# Text passage
Joseph Freschel was born on November 1, 1886 in Ustrzyki Dolne. He was the son of Moshe Freschel, a textile merchant and peddler, who moved to Zurich around 1900, and lived at 61 Zeughaustrasse.
During the First World War, Joseph, who was still very young, was drafted into the Austro-Hungarian army. He deserted and went back to Switzerland.
He got married to Chanja (Clara) in Zurich on March 14, 1918.
Joseph FRESCHEL as a soldier
Joseph and Chanja FRESCHEL
Their daughter Ruth was born on January 29, 1919.
They moved to Strasbourg at the end of 1922. Joseph was a merchant and then a commercial traveler. They lived on rue du Polygone, at 15 place Saint-Étienne, and then at 16 boulevard de la Victoire (from 1932 through 39).

# Questions to answer
1. In the biography of Joseph Freschel, on what date did Joseph marry Chanja (Clara) in Zurich?
2. From the Joseph Freschel biography, return the text from "During the First" up to and including "January 29, 1919.", copied word for word.

# Records provided

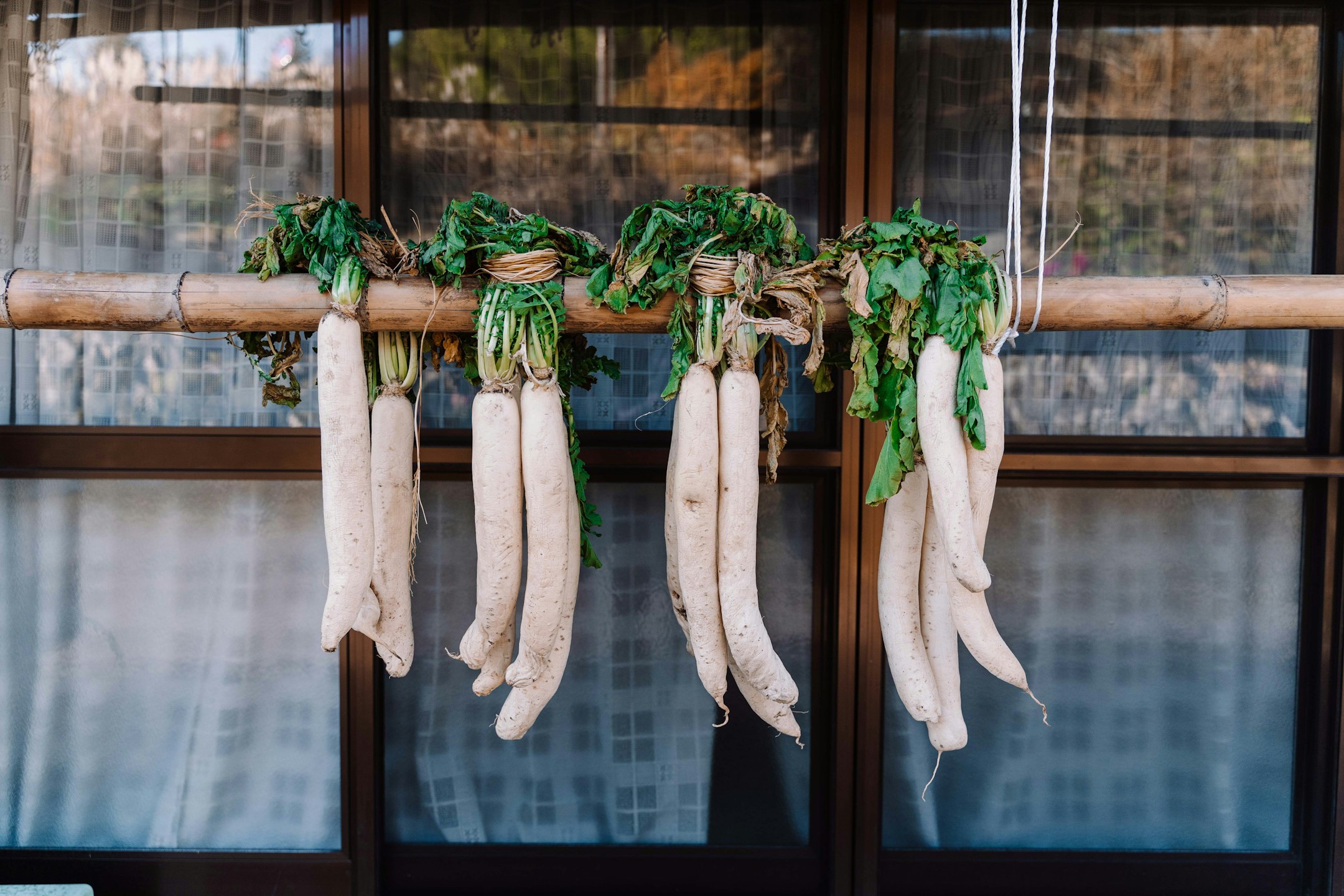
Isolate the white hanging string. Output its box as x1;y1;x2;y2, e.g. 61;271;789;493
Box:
1019;0;1059;333
993;0;1027;355
993;0;1059;355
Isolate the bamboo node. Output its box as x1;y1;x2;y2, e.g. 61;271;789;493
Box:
1208;274;1227;330
170;271;191;333
0;268;23;329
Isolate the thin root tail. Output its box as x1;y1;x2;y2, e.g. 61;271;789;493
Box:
1023;688;1050;728
919;750;942;802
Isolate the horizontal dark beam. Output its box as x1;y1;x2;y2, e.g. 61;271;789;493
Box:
383;100;821;128
1023;116;1316;140
0;849;351;896
879;849;1301;896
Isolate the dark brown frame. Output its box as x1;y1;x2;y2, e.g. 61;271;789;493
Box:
0;0;1344;896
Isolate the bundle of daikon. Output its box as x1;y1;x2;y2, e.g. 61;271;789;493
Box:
818;203;1044;773
239;196;421;676
418;194;620;740
589;185;821;743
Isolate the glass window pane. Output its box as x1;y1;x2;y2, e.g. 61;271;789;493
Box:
385;482;813;845
882;488;1302;851
897;2;1320;437
0;0;334;426
379;0;825;431
0;480;340;851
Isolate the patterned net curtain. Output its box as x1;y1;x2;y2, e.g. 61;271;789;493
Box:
380;1;821;431
0;0;332;426
386;482;813;845
897;4;1318;437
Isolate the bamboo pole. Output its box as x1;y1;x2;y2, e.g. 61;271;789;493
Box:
0;270;1344;333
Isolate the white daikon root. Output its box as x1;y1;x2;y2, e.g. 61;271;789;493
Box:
495;467;582;740
353;390;419;678
919;494;966;758
317;310;373;650
504;379;578;686
663;405;695;656
472;619;516;697
717;358;798;707
672;362;729;724
877;464;942;721
915;336;989;591
459;381;523;669
663;400;803;745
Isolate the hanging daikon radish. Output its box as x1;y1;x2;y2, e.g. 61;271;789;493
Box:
419;192;620;693
948;269;1045;719
877;464;942;721
919;493;966;759
717;319;798;707
242;196;406;650
915;336;989;591
663;390;803;739
672;343;729;724
353;333;421;678
459;285;523;671
495;459;583;740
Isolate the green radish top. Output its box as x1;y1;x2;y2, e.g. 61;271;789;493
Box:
236;195;414;407
587;184;814;399
820;200;1007;505
414;192;621;568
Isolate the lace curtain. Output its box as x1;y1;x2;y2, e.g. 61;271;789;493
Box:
897;4;1320;437
0;0;334;426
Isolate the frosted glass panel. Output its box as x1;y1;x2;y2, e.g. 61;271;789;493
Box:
0;0;335;426
385;482;813;845
0;480;340;851
882;488;1302;851
895;2;1321;438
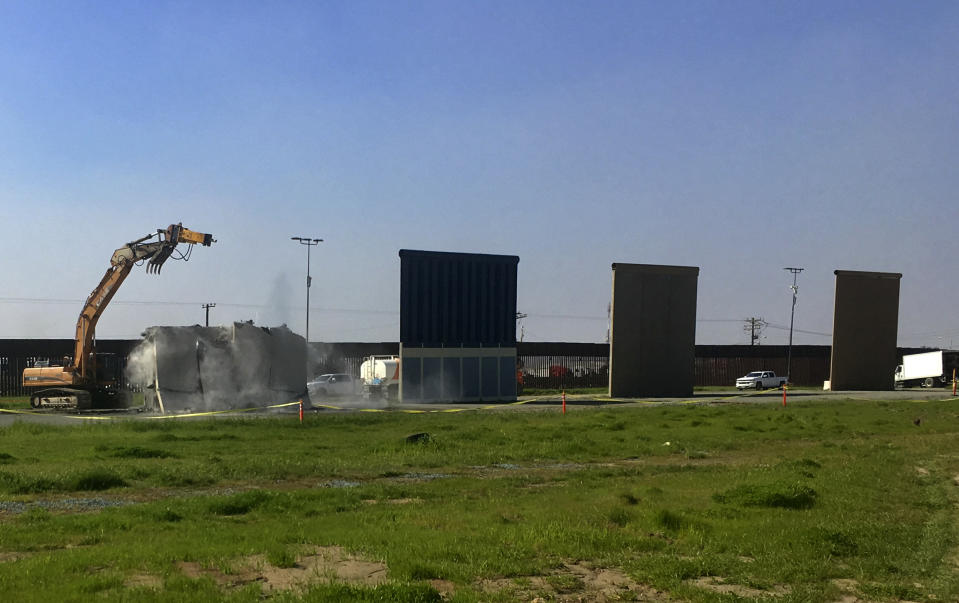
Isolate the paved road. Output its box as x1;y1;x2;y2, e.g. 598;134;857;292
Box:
0;388;959;426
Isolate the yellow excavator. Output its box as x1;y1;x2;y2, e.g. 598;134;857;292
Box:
23;224;216;410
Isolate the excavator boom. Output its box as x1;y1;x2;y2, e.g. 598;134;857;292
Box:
23;224;216;408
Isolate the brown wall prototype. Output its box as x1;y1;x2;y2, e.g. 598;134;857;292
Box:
830;270;902;391
609;263;699;397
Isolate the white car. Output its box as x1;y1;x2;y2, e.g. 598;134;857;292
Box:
306;373;360;397
736;371;786;390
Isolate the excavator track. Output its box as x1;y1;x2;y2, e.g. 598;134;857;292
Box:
30;387;92;410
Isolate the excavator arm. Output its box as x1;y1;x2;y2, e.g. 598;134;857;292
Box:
23;224;216;396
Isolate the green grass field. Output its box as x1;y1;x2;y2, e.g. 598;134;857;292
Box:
0;401;959;602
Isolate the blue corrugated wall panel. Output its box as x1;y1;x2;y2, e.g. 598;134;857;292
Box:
400;249;519;347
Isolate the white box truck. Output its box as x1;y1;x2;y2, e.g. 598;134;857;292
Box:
895;350;959;387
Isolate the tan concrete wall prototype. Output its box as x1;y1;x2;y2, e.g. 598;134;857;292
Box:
609;263;699;397
830;270;902;391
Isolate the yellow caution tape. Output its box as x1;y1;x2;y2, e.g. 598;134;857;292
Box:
0;401;300;421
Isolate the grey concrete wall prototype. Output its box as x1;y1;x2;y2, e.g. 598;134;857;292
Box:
400;344;516;402
609;263;699;397
136;323;308;412
829;270;902;391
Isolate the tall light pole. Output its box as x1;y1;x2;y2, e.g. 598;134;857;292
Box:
290;237;323;343
783;268;805;384
203;304;216;326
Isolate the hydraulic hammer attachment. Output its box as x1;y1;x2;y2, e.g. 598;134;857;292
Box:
147;224;216;274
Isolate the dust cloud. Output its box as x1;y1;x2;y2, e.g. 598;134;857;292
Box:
126;323;308;412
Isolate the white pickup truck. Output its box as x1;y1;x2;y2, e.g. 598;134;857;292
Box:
736;371;786;389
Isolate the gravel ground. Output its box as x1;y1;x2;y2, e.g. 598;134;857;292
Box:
0;497;134;513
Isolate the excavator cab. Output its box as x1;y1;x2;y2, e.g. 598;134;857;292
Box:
23;224;216;409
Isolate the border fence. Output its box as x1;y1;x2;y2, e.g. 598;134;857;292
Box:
0;339;928;396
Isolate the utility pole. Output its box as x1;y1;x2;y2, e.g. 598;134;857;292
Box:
606;302;613;344
290;237;323;344
783;267;805;384
203;304;216;326
516;312;529;341
743;316;766;345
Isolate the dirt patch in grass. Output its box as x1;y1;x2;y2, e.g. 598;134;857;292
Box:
363;498;423;505
831;578;862;603
480;562;671;603
177;546;388;593
123;574;163;590
687;576;792;599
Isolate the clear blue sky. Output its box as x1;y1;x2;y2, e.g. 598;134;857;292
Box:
0;0;959;347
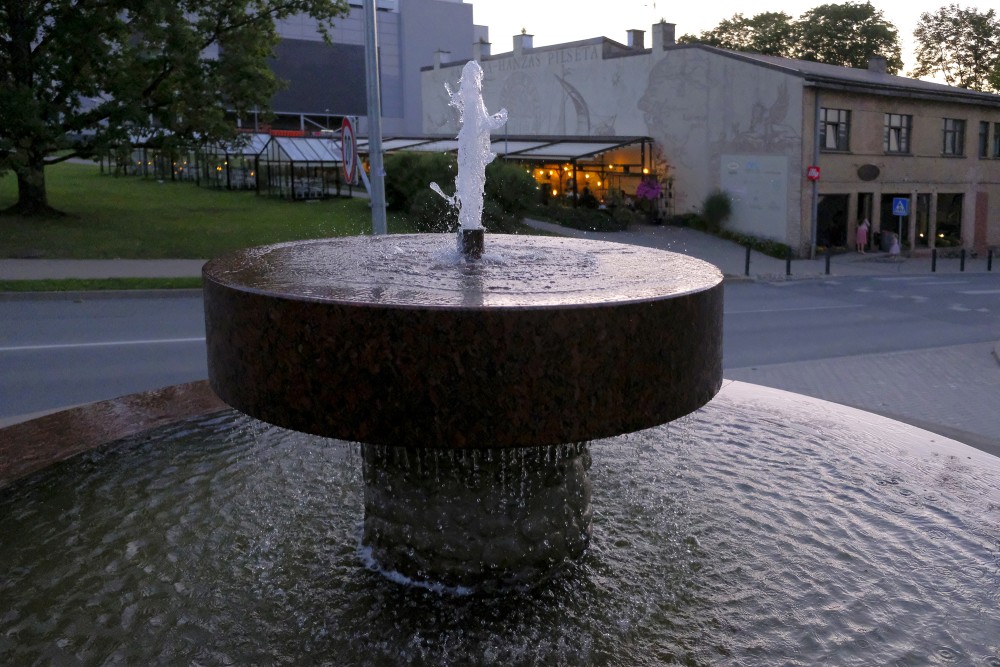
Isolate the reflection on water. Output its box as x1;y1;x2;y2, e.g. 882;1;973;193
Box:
0;392;1000;665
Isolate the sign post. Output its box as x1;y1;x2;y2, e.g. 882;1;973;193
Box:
892;197;910;252
340;116;358;185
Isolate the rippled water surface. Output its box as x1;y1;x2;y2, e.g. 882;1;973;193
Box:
0;388;1000;665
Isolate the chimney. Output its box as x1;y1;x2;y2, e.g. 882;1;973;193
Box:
514;30;534;56
653;21;677;52
868;56;888;74
472;39;490;62
628;29;646;50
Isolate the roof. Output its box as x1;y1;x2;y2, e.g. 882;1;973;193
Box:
267;137;342;162
692;44;1000;106
358;135;652;161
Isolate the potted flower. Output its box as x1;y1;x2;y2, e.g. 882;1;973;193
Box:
635;176;663;224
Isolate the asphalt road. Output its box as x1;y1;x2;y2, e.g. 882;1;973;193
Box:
0;274;1000;444
724;274;1000;370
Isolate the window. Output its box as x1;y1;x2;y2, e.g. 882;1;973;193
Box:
882;113;913;153
819;109;851;151
941;118;965;155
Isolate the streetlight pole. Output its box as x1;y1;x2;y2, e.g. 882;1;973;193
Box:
365;0;389;235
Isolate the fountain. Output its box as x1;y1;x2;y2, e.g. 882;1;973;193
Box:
0;60;1000;665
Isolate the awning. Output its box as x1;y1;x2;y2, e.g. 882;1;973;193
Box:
358;134;653;162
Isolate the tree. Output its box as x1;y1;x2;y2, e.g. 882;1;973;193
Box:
678;2;903;74
0;0;348;215
678;12;799;58
910;5;1000;91
796;2;903;74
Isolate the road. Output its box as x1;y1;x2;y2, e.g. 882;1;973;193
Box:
0;274;1000;453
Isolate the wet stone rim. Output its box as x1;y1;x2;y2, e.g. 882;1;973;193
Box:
204;235;723;448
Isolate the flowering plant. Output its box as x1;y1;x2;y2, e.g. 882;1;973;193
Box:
635;178;663;200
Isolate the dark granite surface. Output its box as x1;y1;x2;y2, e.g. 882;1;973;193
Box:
0;382;226;488
204;235;723;448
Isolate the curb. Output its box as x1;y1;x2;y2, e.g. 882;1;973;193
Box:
0;288;202;301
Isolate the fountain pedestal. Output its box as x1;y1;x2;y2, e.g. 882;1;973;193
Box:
204;235;722;585
362;444;592;591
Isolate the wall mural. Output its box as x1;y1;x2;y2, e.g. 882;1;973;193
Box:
425;45;802;239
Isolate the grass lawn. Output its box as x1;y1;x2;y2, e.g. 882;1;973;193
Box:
0;163;412;259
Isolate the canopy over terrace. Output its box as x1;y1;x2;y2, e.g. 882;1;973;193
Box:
358;135;653;201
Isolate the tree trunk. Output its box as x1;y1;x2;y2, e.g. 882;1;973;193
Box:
7;156;62;216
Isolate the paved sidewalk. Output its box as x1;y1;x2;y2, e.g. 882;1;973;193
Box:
0;220;1000;456
0;259;206;280
525;220;1000;280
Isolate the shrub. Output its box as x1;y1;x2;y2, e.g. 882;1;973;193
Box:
701;190;733;232
384;151;457;211
410;188;458;232
539;206;631;232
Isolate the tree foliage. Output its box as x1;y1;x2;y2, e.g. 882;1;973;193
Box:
0;0;348;214
678;2;903;74
910;4;1000;91
797;2;903;74
678;12;799;58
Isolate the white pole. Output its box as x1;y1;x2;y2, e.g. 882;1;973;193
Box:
365;0;389;234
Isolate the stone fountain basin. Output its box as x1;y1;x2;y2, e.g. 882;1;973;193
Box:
204;234;723;448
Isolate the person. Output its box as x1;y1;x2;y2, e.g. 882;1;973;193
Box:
857;218;871;255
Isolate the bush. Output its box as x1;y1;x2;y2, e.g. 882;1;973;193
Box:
384;151;457;211
385;151;538;232
701;190;733;232
484;158;538;219
410;188;458;233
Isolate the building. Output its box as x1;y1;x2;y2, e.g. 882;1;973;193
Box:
422;22;1000;255
260;0;486;134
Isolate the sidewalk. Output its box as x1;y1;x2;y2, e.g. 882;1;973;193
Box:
525;220;1000;280
0;219;1000;280
0;259;206;280
0;220;1000;456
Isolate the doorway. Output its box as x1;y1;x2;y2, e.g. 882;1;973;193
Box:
816;195;848;248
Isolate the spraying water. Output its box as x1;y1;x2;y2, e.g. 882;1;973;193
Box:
431;60;507;250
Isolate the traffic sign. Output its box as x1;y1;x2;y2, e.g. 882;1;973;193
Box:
340;116;358;183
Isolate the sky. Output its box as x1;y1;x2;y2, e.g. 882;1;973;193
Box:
465;0;952;73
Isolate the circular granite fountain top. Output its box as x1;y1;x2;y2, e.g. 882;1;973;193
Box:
204;234;723;448
206;234;722;308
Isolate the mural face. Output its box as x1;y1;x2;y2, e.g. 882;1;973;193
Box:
637;53;710;167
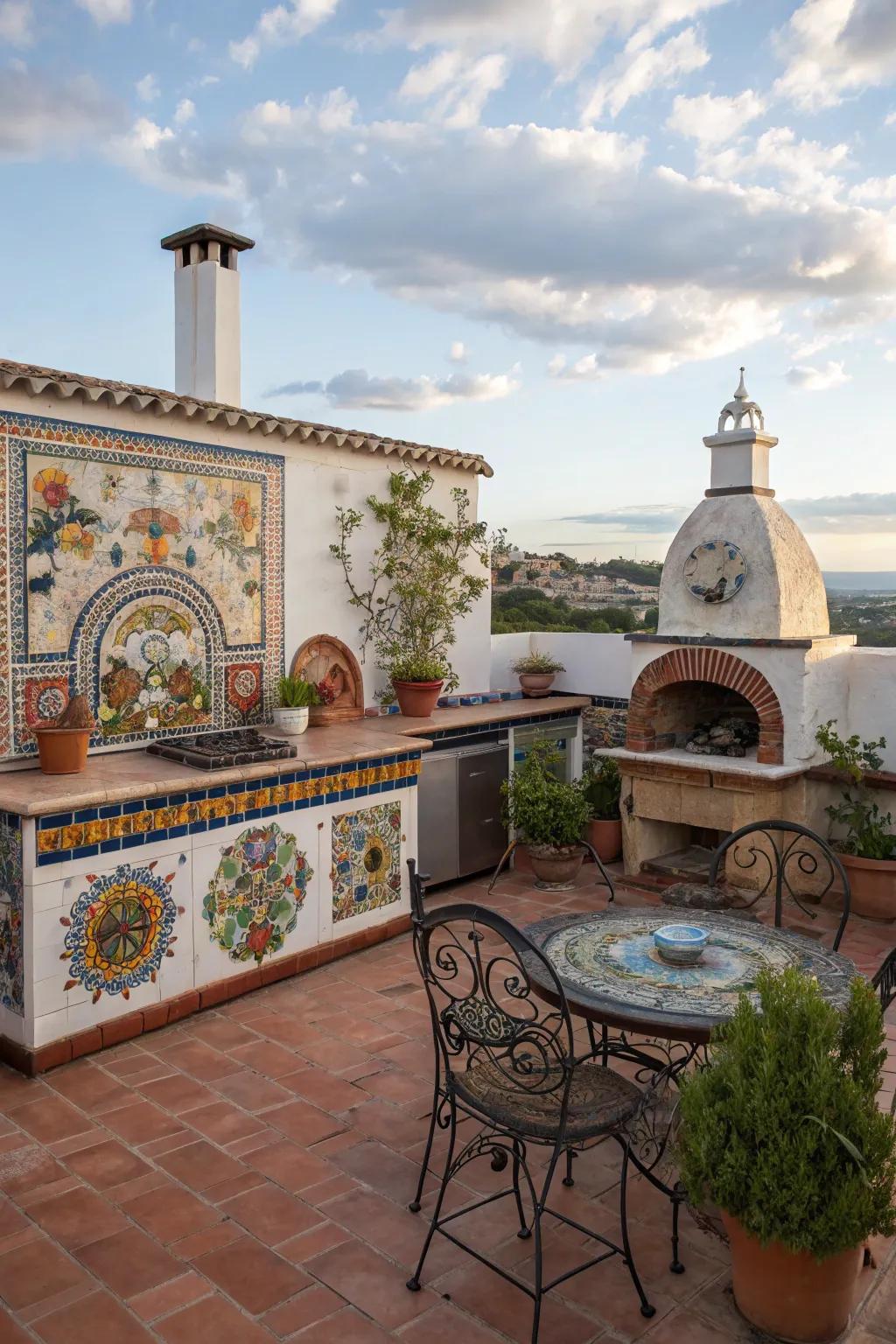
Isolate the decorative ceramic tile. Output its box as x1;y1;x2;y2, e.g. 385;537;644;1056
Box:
60;860;184;1003
0;411;284;754
331;802;402;922
0;813;24;1016
203;821;314;963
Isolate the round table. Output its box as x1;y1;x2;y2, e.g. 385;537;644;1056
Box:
525;908;858;1044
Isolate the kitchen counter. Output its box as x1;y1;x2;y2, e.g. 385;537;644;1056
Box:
0;695;592;817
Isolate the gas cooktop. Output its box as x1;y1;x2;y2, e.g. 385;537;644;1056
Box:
146;729;298;770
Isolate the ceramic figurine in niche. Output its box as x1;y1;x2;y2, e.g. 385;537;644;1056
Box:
290;634;364;725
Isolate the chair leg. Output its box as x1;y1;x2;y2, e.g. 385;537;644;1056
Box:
620;1138;657;1317
407;1102;457;1293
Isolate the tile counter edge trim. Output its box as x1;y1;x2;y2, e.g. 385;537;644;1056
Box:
35;752;421;868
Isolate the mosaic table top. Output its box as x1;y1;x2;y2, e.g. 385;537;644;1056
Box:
527;910;858;1040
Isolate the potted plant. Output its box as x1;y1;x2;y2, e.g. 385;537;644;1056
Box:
582;755;622;863
501;742;588;885
274;676;321;738
816;719;896;920
678;968;896;1341
32;695;97;774
510;653;565;699
331;472;500;718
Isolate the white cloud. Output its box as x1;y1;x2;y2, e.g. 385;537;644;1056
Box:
0;68;122;160
0;0;33;47
775;0;896;111
268;368;520;411
75;0;133;25
230;0;339;70
786;359;850;393
135;74;160;102
397;50;508;128
666;88;766;145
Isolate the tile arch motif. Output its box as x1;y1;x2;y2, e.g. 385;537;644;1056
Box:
626;647;785;765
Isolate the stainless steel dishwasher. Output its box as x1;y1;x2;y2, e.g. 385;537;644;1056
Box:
417;732;509;883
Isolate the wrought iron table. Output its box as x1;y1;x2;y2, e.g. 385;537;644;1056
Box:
525;908;858;1273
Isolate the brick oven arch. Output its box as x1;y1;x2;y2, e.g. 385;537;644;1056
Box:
626;647;785;765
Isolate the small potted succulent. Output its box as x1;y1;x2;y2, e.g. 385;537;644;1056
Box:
274;676;319;738
32;695;97;774
678;968;896;1344
582;755;622;863
510;653;565;699
501;742;590;886
816;719;896;920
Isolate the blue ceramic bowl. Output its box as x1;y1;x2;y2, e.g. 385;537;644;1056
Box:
653;923;710;966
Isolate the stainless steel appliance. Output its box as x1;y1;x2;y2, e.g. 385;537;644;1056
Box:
417;732;509;883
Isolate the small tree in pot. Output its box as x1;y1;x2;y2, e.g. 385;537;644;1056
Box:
816;719;896;920
331;472;500;718
678;968;896;1341
582;755;622;863
501;742;588;885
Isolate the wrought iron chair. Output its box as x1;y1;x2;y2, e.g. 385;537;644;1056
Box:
407;905;654;1344
662;821;851;951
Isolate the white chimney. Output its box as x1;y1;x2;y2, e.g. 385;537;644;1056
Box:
161;225;256;406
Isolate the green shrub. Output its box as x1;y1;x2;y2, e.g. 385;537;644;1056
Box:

# Answers below
1. March 14, 1918

2.
During the First World War, Joseph, who was still very young, was drafted into the Austro-Hungarian army. He deserted and went back to Switzerland.
He got married to Chanja (Clara) in Zurich on March 14, 1918.
Joseph FRESCHEL as a soldier
Joseph and Chanja FRESCHEL
Their daughter Ruth was born on January 29, 1919.